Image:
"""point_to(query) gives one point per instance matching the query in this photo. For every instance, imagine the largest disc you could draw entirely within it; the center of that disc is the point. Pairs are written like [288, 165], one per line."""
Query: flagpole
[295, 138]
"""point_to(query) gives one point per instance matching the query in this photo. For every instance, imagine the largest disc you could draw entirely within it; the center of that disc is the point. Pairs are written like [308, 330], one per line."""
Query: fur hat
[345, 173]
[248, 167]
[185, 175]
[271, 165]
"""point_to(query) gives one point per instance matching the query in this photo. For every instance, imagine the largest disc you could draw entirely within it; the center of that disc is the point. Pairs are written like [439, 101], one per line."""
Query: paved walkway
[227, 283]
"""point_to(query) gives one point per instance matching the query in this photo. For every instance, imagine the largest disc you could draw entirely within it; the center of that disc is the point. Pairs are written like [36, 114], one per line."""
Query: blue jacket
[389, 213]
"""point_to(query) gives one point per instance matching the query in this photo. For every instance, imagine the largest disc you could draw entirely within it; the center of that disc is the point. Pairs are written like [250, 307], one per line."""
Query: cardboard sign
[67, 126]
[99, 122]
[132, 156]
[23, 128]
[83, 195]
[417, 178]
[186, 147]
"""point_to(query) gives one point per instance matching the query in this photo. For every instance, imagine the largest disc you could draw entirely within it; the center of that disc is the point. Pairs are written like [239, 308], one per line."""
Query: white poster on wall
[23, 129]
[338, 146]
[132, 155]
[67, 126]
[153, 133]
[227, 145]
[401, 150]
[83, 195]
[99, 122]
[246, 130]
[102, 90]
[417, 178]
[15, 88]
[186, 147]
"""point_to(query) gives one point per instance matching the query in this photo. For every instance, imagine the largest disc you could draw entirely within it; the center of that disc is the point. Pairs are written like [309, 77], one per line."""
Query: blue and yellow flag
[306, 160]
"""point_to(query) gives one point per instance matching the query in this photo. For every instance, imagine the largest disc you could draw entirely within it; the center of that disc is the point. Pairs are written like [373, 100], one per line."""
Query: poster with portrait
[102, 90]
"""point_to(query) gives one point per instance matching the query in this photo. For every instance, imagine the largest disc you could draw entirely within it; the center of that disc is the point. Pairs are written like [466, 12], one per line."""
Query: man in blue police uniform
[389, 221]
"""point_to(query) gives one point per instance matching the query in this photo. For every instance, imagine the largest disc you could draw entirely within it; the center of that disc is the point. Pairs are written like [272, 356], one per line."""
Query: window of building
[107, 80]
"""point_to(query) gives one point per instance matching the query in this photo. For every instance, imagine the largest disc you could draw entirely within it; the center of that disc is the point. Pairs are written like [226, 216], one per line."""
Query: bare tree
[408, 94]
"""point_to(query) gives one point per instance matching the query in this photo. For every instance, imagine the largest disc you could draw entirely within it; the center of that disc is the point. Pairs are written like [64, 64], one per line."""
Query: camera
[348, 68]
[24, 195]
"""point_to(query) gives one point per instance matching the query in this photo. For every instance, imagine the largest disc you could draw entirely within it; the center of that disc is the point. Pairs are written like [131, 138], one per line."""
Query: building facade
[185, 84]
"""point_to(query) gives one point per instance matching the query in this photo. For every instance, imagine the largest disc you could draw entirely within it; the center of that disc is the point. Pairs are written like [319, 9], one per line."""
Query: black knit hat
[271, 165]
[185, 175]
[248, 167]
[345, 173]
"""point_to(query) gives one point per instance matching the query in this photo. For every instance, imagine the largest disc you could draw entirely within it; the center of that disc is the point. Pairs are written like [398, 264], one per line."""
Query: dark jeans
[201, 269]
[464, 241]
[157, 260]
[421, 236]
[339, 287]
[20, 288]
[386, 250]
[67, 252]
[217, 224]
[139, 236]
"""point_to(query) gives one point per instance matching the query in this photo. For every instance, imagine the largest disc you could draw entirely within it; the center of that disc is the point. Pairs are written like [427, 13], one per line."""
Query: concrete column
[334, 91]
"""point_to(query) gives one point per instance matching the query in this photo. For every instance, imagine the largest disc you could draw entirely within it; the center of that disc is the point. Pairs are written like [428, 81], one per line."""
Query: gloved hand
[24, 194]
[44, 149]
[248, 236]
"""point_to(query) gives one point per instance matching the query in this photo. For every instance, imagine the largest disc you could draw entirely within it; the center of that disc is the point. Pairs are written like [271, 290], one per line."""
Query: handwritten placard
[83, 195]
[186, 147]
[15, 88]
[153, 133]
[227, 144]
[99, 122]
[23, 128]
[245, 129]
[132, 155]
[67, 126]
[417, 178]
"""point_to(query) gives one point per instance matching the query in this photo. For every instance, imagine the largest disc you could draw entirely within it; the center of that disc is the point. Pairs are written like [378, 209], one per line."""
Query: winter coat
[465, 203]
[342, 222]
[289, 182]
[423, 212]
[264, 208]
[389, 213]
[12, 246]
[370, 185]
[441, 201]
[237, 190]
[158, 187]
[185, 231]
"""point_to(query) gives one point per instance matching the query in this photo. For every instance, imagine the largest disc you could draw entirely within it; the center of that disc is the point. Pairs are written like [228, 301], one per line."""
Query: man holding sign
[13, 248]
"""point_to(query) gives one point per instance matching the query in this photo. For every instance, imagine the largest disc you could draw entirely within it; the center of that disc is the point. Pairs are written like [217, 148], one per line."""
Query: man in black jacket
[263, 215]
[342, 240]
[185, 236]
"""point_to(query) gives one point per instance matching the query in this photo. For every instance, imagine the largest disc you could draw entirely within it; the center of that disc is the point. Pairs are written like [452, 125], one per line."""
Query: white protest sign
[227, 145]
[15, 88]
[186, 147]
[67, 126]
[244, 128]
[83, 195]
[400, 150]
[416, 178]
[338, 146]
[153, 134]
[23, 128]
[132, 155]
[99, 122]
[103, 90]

Brief:
Taking the line that contains "[217, 148], one" as the starting point, copy every line through the end of the listing exactly, and write nothing further.

Response area:
"""point_to(query) gives one point per instance matching the query in this photo. For every instance, imagine the largest disc you could draw entirely within it; the center of that disc is the point. Pairs are written like [217, 148], one per line."""
Query: man in black jacket
[263, 215]
[342, 240]
[185, 236]
"""point_to(query) gives one point per instance matching the query in this photo. For every instance, imagine the largest disc you could draw entirely within it; the center of that disc is the point. Pairs are written like [452, 125], one per line."""
Query: white protest sign
[227, 145]
[15, 88]
[186, 147]
[67, 126]
[244, 128]
[83, 195]
[400, 150]
[416, 178]
[338, 146]
[153, 134]
[23, 128]
[132, 155]
[99, 122]
[103, 90]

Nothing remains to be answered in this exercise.